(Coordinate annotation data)
════════

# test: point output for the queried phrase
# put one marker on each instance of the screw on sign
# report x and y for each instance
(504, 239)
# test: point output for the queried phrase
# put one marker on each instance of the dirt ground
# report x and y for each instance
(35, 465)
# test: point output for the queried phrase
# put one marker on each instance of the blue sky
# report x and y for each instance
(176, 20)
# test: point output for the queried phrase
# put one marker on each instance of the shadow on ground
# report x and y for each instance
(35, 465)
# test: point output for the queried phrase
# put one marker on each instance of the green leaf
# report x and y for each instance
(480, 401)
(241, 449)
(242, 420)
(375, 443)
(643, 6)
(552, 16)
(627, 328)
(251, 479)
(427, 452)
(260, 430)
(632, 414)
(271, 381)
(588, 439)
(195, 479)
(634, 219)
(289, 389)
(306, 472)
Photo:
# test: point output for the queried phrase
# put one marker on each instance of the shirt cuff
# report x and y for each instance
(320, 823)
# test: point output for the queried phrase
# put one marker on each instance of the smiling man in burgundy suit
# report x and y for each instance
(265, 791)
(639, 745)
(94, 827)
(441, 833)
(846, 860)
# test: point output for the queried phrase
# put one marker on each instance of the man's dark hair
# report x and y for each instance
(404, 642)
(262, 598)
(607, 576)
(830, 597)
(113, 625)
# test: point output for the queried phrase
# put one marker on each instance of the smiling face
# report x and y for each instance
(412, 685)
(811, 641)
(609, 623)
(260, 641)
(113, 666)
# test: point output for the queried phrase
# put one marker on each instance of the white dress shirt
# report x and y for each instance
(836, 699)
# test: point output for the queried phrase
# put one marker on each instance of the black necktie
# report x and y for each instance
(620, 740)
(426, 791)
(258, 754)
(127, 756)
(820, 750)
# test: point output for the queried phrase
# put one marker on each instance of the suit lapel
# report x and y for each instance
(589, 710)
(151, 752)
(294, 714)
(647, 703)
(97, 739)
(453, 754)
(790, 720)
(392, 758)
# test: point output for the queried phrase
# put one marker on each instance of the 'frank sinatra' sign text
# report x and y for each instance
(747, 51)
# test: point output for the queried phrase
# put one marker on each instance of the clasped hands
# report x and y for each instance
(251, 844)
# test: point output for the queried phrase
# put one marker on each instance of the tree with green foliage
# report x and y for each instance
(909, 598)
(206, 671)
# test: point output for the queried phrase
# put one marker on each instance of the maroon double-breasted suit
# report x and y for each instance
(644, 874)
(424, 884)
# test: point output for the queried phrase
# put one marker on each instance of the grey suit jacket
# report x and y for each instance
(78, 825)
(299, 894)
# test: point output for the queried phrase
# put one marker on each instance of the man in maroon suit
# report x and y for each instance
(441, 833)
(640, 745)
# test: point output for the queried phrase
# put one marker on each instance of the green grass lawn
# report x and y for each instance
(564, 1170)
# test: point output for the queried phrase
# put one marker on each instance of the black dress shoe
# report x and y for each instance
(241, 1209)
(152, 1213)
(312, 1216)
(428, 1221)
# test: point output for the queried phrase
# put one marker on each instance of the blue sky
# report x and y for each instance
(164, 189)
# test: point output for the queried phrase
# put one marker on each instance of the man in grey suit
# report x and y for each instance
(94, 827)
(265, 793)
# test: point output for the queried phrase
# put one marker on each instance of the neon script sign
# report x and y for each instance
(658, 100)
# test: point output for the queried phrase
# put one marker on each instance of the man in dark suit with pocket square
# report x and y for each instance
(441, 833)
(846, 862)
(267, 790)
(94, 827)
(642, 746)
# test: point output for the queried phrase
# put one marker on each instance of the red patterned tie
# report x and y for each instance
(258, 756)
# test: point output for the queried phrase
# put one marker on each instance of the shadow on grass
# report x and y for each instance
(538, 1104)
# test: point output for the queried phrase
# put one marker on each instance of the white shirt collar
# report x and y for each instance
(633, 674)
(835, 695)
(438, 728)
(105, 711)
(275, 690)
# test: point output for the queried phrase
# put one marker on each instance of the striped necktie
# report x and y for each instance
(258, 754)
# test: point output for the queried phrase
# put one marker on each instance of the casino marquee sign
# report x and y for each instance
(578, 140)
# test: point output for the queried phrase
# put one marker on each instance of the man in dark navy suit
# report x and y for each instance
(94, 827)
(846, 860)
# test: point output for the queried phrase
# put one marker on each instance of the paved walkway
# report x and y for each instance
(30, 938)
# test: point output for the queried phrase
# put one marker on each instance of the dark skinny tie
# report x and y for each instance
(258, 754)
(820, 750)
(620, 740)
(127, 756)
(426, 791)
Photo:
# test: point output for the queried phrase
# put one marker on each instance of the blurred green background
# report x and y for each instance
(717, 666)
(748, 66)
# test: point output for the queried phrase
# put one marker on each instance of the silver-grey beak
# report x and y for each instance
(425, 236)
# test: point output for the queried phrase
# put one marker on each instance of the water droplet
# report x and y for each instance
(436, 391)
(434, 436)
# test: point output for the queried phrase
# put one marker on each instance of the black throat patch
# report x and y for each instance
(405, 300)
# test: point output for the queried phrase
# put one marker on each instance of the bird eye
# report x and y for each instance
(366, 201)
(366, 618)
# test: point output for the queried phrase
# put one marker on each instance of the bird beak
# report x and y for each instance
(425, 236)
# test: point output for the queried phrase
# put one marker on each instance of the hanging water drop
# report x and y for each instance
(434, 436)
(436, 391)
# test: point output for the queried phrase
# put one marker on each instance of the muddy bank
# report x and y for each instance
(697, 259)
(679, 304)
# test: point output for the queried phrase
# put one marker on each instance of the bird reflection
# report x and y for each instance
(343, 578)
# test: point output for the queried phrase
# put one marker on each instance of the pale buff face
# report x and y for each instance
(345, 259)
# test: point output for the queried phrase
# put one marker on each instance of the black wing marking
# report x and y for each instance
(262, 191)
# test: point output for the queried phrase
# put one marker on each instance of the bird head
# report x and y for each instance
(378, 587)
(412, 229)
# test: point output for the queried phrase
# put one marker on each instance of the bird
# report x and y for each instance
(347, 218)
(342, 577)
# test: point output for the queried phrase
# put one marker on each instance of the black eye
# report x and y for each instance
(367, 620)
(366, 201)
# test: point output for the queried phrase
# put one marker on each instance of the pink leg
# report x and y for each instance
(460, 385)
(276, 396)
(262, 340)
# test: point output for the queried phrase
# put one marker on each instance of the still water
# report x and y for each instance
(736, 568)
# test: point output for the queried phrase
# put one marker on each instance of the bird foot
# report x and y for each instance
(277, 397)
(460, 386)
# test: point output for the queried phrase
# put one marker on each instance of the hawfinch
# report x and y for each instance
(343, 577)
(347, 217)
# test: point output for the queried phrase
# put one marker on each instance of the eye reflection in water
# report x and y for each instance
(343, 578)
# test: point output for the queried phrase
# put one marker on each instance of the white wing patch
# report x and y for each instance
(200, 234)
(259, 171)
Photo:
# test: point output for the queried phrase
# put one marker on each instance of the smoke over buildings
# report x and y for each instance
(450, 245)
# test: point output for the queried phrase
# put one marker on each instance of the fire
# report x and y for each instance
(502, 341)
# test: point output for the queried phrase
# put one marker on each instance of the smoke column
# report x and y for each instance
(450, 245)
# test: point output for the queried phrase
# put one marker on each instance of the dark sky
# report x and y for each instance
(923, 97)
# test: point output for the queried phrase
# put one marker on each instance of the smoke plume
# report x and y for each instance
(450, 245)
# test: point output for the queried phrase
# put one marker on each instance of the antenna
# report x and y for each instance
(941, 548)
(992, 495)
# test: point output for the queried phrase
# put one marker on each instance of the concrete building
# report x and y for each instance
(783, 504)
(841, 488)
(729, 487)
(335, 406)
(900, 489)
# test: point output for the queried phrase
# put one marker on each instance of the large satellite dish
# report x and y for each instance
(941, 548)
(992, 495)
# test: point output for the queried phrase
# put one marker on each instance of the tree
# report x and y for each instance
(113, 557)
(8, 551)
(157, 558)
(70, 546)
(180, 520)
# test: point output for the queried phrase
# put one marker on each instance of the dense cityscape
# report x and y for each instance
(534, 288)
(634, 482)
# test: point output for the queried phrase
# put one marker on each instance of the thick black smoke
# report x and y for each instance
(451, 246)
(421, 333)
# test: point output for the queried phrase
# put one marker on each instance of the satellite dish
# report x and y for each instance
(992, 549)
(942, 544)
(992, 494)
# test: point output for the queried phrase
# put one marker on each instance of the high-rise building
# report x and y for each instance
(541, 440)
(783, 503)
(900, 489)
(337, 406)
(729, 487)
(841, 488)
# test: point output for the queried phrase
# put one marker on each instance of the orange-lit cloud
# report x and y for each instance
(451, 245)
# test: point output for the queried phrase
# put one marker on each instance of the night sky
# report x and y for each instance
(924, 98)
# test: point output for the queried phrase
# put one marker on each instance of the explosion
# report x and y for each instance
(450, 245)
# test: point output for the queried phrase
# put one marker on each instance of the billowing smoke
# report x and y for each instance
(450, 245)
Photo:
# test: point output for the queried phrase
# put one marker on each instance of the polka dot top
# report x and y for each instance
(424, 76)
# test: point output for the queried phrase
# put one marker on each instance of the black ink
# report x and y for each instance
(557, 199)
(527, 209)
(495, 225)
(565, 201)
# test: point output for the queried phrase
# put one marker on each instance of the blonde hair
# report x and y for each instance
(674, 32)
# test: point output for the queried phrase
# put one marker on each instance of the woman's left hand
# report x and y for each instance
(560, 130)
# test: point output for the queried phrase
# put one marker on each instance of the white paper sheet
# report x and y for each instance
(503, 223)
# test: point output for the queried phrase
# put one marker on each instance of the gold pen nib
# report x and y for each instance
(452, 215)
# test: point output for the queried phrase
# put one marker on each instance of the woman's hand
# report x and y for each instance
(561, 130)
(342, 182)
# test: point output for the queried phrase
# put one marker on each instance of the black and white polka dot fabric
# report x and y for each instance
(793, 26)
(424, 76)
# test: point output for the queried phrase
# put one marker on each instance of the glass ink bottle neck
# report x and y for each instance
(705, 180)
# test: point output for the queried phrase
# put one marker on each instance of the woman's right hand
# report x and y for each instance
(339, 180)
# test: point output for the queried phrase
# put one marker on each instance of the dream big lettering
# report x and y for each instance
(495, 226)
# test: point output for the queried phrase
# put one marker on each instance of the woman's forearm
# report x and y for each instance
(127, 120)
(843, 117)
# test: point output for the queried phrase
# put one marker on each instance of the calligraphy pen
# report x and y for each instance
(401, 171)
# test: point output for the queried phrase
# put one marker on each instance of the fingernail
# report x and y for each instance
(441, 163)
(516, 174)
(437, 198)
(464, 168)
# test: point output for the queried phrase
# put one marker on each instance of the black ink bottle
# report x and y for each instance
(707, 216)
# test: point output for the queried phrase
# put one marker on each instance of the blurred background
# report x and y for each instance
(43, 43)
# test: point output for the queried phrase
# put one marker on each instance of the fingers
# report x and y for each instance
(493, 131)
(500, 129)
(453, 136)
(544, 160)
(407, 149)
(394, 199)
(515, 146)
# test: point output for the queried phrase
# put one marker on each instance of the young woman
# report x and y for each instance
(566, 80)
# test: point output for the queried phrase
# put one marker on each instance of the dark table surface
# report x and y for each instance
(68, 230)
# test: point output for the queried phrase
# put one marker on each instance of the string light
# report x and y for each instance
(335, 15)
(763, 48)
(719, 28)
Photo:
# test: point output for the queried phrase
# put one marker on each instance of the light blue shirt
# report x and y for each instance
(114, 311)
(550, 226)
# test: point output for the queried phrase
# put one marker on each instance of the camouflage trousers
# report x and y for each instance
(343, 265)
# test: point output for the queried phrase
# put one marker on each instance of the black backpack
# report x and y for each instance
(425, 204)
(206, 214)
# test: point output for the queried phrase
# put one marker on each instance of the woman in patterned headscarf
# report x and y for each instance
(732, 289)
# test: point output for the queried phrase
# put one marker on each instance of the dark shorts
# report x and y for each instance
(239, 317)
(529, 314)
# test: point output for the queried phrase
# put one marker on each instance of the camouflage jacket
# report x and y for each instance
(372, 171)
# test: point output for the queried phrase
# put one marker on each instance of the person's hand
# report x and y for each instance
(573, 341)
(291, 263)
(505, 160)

════════

▶ What the task requires: Show every line of the data above that contains the word "satellite".

▶ Task response:
# put one marker on each instance of the large satellite dish
# put one marker on each instance of the satellite dish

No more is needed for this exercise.